* _Page text_:
This is a citizen science project. We built it because the people who live in the path of western wildfires and droughts deserve access to the same data and analysis that federal agencies and insurance companies use to make decisions about their lives,for free, without a paywall, without a login, without asking permission.

What We Commit To
Data accuracy above everything. Every number traces to a specific federal, state, or provincial data source. When we make a mistake, we correct it publicly. When a claim is uncertain, we say so.
Boots on the ground. This is not a dashboard built from a desk. We verify conditions in the field, cross-reference agency reports with local observations, and update analysis based on what’s actually happening.
Real policy analysis. We read the bills, track the budgets, and grade the agencies on whether their actions match the threats the data identifies.
A self-healing data network. When the government turns off a data source, we find alternatives. When those get turned off, we derive equivalent insights from satellite imagery, state agencies, academic repositories, allied nations.
Always free, always honest. No subscriptions. No premium tier. No sponsored content. No softening findings to protect relationships. The people in fire and drought country are the audience.

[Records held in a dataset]
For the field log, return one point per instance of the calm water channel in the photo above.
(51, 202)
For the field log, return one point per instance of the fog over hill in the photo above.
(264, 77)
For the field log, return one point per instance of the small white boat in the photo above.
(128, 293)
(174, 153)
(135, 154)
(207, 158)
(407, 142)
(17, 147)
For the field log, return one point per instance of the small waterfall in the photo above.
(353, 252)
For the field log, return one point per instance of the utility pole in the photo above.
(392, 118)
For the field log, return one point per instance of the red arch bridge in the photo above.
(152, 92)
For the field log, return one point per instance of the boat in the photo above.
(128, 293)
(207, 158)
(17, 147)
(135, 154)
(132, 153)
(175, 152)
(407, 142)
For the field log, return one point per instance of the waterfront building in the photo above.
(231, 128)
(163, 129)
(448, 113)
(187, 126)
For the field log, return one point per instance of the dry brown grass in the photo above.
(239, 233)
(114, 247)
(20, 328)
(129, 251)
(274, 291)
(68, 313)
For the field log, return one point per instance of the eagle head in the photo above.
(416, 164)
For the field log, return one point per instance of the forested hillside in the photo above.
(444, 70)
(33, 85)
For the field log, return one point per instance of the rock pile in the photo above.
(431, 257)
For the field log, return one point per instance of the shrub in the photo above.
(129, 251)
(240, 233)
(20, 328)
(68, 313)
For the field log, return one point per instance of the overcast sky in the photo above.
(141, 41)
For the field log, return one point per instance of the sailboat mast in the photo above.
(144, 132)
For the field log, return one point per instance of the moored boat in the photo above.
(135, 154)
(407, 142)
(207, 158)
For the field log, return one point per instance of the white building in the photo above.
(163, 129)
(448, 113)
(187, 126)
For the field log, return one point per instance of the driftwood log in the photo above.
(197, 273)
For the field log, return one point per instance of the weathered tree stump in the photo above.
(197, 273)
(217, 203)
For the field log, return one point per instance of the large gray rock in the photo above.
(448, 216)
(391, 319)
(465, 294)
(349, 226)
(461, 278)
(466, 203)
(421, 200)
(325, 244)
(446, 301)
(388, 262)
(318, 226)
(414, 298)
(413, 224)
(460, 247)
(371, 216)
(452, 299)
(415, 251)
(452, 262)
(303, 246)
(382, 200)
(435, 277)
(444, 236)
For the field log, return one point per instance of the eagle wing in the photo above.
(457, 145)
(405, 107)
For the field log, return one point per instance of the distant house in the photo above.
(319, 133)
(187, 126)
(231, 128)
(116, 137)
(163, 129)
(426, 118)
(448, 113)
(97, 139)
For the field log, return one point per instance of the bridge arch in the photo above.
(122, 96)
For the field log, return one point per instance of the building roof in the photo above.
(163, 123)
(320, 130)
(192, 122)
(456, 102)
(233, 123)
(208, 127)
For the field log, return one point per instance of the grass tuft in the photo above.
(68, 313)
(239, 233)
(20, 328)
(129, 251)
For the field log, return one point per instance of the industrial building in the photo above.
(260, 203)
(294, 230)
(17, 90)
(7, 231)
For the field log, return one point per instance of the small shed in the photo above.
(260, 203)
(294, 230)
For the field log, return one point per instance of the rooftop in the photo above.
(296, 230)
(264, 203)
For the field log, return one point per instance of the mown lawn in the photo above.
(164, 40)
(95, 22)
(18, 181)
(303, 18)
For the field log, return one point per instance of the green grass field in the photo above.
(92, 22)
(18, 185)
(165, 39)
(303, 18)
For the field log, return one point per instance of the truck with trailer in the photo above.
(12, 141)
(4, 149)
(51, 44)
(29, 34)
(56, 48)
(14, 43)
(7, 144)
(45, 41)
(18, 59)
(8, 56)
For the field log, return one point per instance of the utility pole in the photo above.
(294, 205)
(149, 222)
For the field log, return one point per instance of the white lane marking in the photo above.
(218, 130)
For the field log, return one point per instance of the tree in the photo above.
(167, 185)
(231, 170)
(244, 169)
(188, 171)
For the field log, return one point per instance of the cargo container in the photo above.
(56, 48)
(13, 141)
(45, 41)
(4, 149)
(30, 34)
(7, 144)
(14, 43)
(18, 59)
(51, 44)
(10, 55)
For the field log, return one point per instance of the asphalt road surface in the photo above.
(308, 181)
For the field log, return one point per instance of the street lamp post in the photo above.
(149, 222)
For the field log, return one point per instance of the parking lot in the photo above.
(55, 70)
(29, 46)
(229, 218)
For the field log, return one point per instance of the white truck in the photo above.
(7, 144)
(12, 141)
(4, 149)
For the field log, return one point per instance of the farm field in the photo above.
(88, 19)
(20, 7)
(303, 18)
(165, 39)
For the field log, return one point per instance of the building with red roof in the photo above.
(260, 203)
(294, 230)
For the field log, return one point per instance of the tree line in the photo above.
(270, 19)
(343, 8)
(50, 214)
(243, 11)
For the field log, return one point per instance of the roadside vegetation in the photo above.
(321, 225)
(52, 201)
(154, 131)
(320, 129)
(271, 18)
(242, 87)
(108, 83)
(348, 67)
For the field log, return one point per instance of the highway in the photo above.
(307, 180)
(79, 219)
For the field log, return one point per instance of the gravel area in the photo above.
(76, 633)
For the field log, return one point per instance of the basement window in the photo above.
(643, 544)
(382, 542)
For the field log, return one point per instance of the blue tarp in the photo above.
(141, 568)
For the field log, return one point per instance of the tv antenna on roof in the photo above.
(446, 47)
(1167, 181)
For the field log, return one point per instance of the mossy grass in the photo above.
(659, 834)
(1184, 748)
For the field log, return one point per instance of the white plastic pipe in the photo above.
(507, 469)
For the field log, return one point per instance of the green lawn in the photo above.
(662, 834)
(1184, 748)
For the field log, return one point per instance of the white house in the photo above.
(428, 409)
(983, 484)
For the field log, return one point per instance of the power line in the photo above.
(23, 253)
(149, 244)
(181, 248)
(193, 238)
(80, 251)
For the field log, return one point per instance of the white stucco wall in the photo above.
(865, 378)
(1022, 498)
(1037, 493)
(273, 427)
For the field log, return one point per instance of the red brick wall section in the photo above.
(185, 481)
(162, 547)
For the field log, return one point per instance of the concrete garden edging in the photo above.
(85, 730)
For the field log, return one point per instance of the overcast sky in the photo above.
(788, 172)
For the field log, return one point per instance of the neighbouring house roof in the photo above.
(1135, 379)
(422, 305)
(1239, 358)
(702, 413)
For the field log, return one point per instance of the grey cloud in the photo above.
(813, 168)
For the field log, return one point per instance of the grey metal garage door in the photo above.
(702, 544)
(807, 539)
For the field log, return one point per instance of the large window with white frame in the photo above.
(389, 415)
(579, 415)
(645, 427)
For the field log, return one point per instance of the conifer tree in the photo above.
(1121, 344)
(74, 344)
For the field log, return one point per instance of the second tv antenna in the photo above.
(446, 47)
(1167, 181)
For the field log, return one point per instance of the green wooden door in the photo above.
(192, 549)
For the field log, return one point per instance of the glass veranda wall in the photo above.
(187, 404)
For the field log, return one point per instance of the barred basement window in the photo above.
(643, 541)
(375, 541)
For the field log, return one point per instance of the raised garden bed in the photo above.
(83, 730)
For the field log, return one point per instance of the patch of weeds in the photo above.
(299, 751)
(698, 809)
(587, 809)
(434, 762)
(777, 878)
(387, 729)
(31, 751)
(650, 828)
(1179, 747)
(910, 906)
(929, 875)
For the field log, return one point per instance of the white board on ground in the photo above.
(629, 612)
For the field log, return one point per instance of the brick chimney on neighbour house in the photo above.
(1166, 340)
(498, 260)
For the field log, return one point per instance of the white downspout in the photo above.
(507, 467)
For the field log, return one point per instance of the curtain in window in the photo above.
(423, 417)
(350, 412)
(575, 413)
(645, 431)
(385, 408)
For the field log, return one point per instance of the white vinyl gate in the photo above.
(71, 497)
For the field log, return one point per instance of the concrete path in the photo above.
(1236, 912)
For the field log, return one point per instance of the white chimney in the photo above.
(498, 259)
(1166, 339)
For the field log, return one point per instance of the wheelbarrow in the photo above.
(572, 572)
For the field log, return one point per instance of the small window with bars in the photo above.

* _Tasks to complete_:
(1) In the wildfire and drought project statement, copy the passage from "Real policy analysis." to "are the audience.".
(2) List the bolded-style lead phrases that open each commitment under "What We Commit To" in the wildfire and drought project statement.
(3) Pick up the wildfire and drought project statement after its last sentence and carry it on.

* _The responses_:
(1)
Real policy analysis. We read the bills, track the budgets, and grade the agencies on whether their actions match the threats the data identifies.
A self-healing data network. When the government turns off a data source, we find alternatives. When those get turned off, we derive equivalent insights from satellite imagery, state agencies, academic repositories, allied nations.
Always free, always honest. No subscriptions. No premium tier. No sponsored content. No softening findings to protect relationships. The people in fire and drought country are the audience.

(2)
Data accuracy above everything
Boots on the ground
Real policy analysis
A self-healing data network
Always free, always honest

(3)
Open methods, public data. Every number on this site traces to a specific federal, state, or provincial data source. No proprietary data. No black boxes. The model, training code, and data pipelines will be published to a public repository once the 2026 validation period is complete. If you find an error, tell us.
Firewatch Enginev1.0 · Production model

Our prediction model,Firewatch,is a gradient-boosted decision tree model (XGBoost) trained on 37 million observations across the western fire corridor (11 states + BC). It draws on 26 years of daily climate at 4km resolution, 1,830 SNOTEL stations, 9,800+ large-fire perimeters as prediction targets, 312,000 fires for cause classification, fuel maps, soil moisture, snow disappearance timing, and topography to identify where large fires are most likely to burn.

0.911
AUC-ROC
Held-out test (2020–2024)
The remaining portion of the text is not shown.